--- start of Data provided ---

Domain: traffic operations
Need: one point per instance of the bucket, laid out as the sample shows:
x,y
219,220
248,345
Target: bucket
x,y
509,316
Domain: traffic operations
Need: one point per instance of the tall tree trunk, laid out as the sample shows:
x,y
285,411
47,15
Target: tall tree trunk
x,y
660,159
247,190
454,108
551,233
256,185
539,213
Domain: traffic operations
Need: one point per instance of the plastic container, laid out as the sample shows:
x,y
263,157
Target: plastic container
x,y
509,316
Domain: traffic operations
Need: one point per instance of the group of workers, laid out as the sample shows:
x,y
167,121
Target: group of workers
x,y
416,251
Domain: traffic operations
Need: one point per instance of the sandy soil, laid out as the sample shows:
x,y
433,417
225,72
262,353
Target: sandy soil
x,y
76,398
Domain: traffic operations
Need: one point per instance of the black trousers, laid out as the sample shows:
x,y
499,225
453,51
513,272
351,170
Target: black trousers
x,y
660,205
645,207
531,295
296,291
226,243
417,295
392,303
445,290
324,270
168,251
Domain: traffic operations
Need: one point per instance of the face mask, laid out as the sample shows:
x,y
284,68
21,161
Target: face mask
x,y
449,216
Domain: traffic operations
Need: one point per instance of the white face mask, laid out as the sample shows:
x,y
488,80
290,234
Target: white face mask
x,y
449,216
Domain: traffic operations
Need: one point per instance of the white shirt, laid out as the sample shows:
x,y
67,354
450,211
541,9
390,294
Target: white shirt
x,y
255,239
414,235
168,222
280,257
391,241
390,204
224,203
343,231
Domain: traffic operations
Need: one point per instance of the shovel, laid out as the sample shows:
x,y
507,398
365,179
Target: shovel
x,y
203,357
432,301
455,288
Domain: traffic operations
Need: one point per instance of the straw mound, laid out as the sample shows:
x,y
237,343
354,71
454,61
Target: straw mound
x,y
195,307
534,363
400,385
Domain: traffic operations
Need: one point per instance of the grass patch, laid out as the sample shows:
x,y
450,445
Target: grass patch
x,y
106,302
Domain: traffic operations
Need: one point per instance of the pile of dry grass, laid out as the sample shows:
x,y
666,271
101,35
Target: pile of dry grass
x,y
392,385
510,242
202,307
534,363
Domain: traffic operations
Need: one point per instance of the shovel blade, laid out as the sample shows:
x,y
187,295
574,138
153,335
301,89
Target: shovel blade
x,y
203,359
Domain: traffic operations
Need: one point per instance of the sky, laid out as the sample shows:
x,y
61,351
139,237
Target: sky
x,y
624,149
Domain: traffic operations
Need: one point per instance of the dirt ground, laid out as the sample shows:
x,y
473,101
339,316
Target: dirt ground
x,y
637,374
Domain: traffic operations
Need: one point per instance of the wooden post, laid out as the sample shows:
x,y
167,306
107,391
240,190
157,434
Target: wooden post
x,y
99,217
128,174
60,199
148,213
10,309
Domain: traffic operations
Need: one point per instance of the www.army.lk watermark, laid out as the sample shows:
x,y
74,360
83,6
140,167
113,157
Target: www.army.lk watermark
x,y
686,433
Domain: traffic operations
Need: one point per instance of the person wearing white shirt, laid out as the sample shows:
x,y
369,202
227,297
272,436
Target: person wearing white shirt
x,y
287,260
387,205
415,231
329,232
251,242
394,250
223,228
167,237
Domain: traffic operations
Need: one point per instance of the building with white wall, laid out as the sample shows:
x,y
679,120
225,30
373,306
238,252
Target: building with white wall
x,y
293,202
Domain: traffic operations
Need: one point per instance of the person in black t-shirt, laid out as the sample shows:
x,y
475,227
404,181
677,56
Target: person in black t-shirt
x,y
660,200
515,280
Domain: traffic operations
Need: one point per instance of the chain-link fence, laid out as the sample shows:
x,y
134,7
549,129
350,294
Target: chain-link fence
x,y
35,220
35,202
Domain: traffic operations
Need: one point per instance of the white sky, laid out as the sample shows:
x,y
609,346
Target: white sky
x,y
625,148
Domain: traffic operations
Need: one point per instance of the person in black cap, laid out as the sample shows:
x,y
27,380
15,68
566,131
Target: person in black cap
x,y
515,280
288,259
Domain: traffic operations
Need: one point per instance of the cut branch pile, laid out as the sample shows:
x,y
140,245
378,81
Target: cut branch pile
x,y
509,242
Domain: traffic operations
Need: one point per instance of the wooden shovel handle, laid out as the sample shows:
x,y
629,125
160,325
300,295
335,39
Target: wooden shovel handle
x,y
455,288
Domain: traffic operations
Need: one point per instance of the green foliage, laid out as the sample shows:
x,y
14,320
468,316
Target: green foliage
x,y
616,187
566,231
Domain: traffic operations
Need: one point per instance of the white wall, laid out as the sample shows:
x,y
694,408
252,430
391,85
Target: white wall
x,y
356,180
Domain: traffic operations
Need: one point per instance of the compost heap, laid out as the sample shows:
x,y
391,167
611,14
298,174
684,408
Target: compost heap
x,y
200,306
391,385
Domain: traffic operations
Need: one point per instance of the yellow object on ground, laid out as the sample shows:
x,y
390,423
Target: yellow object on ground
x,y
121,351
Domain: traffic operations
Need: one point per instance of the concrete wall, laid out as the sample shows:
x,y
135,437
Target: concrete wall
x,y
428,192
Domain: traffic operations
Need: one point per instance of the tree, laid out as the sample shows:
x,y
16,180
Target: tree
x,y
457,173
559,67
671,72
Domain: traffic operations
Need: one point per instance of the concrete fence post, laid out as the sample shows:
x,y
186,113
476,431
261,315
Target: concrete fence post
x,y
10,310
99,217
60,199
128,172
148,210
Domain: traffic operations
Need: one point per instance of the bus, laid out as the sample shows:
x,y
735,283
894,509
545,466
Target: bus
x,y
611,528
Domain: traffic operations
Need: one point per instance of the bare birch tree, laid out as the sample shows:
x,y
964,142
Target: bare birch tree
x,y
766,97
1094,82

--- end of Data provided ---

Prompt:
Retype the records that precede this task, keeping them exactly the same.

Response to the task:
Domain: traffic operations
Need: one point per instance of the bucket, laid out as the sample shows:
x,y
219,220
248,345
Target: bucket
x,y
509,316
Domain: traffic operations
Need: one point per instance of the tall tree trunk, laid out as the sample shows:
x,y
285,411
47,15
Target: tall tree trunk
x,y
660,159
247,190
454,108
551,233
256,185
539,213
Domain: traffic operations
Need: one point per instance of the plastic container, laid out as the sample shows:
x,y
263,157
Target: plastic container
x,y
509,316
Domain: traffic operations
Need: one point per instance of the group of workers, laid out as the sample shows:
x,y
167,121
Target: group of workers
x,y
416,251
Domain: traffic operations
Need: one point per instance of the sandy soil, laid out as the sample shows:
x,y
433,417
225,72
262,353
Target: sandy soil
x,y
76,398
Domain: traffic operations
Need: one point per instance of the black trousers, laid out as the sample shows:
x,y
499,225
453,51
513,272
351,170
Target: black trousers
x,y
660,205
645,207
531,295
296,291
226,243
417,295
392,303
445,290
324,270
168,251
Domain: traffic operations
Need: one point per instance of the face mask, laid out as the sample shows:
x,y
284,68
21,161
Target: face mask
x,y
449,216
Domain: traffic operations
Need: one point per instance of the white face mask, laid out as the sample shows:
x,y
488,80
290,234
Target: white face mask
x,y
449,216
Domain: traffic operations
Need: one point per instance of the white shirt, laid out as the sample shows:
x,y
67,354
450,211
541,9
390,294
Target: white shirt
x,y
255,239
414,235
168,222
280,257
391,241
390,204
224,203
343,231
Domain: traffic operations
Need: one point per instance of the shovel, laid out as the sample shows:
x,y
507,398
365,179
Target: shovel
x,y
203,357
432,301
455,288
Domain: traffic operations
Need: one point per instance of the straw mound, laid out as the sample shows:
x,y
237,343
354,71
454,61
Target: straw mound
x,y
195,307
534,363
400,385
Domain: traffic operations
Need: one point per instance of the grass patch, laid out as the sample shows:
x,y
450,445
Target: grass patch
x,y
106,302
Domain: traffic operations
Need: one point per instance of the pile of dry grass, laid out as the sample shows:
x,y
666,271
101,35
Target: pile of dry grass
x,y
392,385
510,242
202,307
534,363
Domain: traffic operations
Need: one point per instance of the shovel blade, laid out as the sample shows:
x,y
187,295
574,138
153,335
301,89
Target: shovel blade
x,y
203,359
Domain: traffic operations
Need: one point per instance of the sky, laid out as the sample shows:
x,y
61,351
139,237
Target: sky
x,y
624,149
Domain: traffic operations
Need: one point per instance of the dirt ground, laid out as the sample shows:
x,y
473,101
339,316
Target: dirt ground
x,y
637,374
Domain: traffic operations
Need: one point per instance of the wooden post, laid out as the sample shows:
x,y
167,306
107,391
240,190
157,434
Target: wooden post
x,y
99,217
128,174
60,199
148,213
10,309
Domain: traffic operations
Need: one point per instance of the www.army.lk watermark, laid out as the sample shows:
x,y
74,360
83,6
140,167
113,157
Target: www.army.lk watermark
x,y
686,433
Domain: traffic operations
Need: one point per instance of the person wearing white shirt, laid out as the sample shows:
x,y
369,202
227,297
272,436
Target: person wearing white shirt
x,y
287,260
387,205
415,231
329,232
251,242
394,250
223,228
167,237
Domain: traffic operations
Need: one point per instance of the building with white wall, laid out as the sample shows:
x,y
679,120
225,30
373,306
238,252
Target: building with white wall
x,y
293,202
Domain: traffic operations
Need: one point per instance of the person in black t-shirt, laid out as the sample shows:
x,y
475,227
404,181
677,56
Target: person in black t-shirt
x,y
660,200
515,280
Domain: traffic operations
Need: one point per instance of the chain-link fence, laid out as the sample shows:
x,y
134,7
549,129
350,294
Target: chain-link fence
x,y
35,220
35,202
Domain: traffic operations
Need: one point per instance of the white sky, laid out as the sample shows:
x,y
609,346
Target: white sky
x,y
625,148
Domain: traffic operations
Need: one point per instance of the person in black cap, laid out as the sample shows:
x,y
27,380
15,68
566,131
Target: person in black cap
x,y
515,280
288,259
Domain: traffic operations
Need: one point per instance of the cut branch pile, laid out as the sample shows:
x,y
140,245
378,81
Target: cut branch pile
x,y
509,242
Domain: traffic operations
Need: one point per instance of the wooden shovel handle, laid out as the sample shows:
x,y
629,125
160,325
300,295
335,39
Target: wooden shovel handle
x,y
455,288
Domain: traffic operations
Need: one point per instance of the green foliage, laid out as the sample shows:
x,y
14,320
468,316
Target: green foliage
x,y
616,187
566,231
Domain: traffic operations
Need: one point per instance of the white wall, laid out as the sample shows:
x,y
694,408
252,430
391,85
Target: white wall
x,y
356,180
Domain: traffic operations
Need: one point per instance of the compost heap, laid out as the sample shows:
x,y
391,167
611,14
298,174
684,408
Target: compost heap
x,y
200,306
391,385
Domain: traffic operations
Need: one point per instance of the yellow object on ground, laid out as the sample shows:
x,y
390,423
Target: yellow object on ground
x,y
121,351
Domain: traffic operations
Need: one point per instance of the concrete wall, laid out as the sample shows:
x,y
135,437
Target: concrete wall
x,y
428,192
Domain: traffic operations
Need: one point per instance of the tree, laid out as the sample shows:
x,y
16,180
Target: tree
x,y
457,173
559,67
671,72
Domain: traffic operations
Need: one point per instance of the concrete fence post, laid out as the sample shows:
x,y
186,113
476,431
261,315
Target: concrete fence post
x,y
10,310
99,217
60,199
128,172
148,210
Domain: traffic operations
Need: one point per instance of the bus, laid out as the sample shows:
x,y
735,283
894,509
545,466
Target: bus
x,y
611,528
Domain: traffic operations
Need: one point per instance of the bare birch tree, laid out as the sample shows:
x,y
964,142
Target: bare birch tree
x,y
766,97
1094,82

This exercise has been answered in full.